=== EXTRACT TO READ ===
The argument develops in three parts. The first demonstrates that progressive
development is often a necessary and important first step in the emergence of customary
rules. In fact, it would be impossible to conclude any ILC project without the necessary
concession that the Commission’s end product reflects, at least in part, international law’s
progressive development. In many occasions the ILC has invented rules – that eventually
hardened into custom – either ex nihilo, that is without any prior legal indication as to how
a matter should be regulated (Article 50 of the VCLT) or when such indications where
insufficient to form a positive law rule (Article 50 of the Articles on State Responsibility).
The second part argues that the elaboration of progressive development is undertheorised in international law and the ILC never developed a concomitant methodology.
The ILC Statute defines ‘progressive development’ as ‘the preparation of draft
conventions on subjects which have not yet been regulated by international law or in
regard to which the law has not yet been sufficiently developed in the practice of States’.
Given the lack of further guidance, the ILC does not follow systematically a juristic
methodology in order to infer the progressive development of international law. This
results in drafting provisions that have a weak claim to transforming into customary lex
lata, a problem that has been haunting the ILC in recent years.

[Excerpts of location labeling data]
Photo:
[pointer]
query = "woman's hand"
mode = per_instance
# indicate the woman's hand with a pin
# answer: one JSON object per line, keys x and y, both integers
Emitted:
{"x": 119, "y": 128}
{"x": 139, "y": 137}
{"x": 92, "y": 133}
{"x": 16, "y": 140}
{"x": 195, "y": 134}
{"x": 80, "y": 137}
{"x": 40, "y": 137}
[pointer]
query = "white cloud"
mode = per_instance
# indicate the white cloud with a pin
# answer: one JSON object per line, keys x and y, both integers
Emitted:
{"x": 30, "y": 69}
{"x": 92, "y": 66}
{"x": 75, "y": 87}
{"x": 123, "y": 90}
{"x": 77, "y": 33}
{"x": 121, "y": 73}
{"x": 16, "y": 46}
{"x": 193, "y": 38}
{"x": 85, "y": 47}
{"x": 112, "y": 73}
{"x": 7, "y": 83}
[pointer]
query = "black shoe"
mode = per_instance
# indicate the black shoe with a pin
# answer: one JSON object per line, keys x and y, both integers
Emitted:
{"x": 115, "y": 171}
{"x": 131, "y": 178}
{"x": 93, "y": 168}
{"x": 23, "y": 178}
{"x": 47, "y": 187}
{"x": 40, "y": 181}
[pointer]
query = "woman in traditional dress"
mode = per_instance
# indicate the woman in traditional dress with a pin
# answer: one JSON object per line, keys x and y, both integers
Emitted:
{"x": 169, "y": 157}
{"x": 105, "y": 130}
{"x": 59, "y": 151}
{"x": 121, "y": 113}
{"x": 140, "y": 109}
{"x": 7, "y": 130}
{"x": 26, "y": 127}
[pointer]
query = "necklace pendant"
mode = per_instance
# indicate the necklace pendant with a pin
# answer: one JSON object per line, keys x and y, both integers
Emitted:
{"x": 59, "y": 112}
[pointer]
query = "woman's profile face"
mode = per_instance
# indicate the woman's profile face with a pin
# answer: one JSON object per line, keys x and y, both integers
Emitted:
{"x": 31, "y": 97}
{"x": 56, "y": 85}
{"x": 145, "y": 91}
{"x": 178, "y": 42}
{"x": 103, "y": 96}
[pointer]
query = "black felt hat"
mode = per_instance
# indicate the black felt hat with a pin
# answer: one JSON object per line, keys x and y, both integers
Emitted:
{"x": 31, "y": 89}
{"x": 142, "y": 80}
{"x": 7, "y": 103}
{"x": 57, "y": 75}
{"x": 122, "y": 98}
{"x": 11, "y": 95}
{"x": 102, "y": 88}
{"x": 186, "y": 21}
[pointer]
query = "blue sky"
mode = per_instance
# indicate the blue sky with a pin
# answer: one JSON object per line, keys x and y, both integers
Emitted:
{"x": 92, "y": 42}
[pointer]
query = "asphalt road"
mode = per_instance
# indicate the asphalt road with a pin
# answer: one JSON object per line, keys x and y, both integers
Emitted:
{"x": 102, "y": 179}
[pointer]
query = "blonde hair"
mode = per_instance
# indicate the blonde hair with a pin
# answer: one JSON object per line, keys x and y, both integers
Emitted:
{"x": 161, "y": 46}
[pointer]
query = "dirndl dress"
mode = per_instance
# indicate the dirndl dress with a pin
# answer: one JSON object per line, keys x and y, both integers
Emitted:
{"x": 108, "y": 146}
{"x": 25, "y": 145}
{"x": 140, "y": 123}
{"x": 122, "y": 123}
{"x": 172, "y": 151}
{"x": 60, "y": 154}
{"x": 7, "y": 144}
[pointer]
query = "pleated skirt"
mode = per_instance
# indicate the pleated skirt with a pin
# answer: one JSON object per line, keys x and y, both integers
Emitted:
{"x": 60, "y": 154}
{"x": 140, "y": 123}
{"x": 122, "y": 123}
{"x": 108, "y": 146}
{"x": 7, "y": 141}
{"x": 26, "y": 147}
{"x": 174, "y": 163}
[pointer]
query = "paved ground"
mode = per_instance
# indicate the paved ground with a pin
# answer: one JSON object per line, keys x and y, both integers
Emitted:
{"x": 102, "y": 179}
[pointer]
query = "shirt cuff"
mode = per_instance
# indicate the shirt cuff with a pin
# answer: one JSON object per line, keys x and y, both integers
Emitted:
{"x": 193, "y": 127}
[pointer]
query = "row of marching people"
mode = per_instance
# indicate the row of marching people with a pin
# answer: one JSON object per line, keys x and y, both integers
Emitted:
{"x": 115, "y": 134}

=== EXERCISE REQUIREMENTS ===
a) Return every line of the entries that contains the word "hair", with case counting.
b) Pick up the passage on the ILC and progressive development and continue writing from its last sentence.

=== THE ANSWERS ===
a)
query = "blonde hair"
# indicate the blonde hair with a pin

b)
The final part aims to construct such methodology by surveying ILC practice. I argue that
the elaboration of lex ferenda is subject to a specific methodology that constitutes a
mixture of both policy and legal considerations. Dependent on whether lex ferenda
derives ex nihilo or as a reflection of underdeveloped/conflicting practice this
methodology is twofold. To bolster this thesis, I will examine at first the derivative
responsibility provisions contained in the Articles on Responsibility for International
Organizations where the Commission admittedly had no relevant practice to ‘build on’
and then the rule on the participation of International Organizations in the formation of
custom (Conclusion 4 para 2 of the Conclusions on the Identification of Customary Law)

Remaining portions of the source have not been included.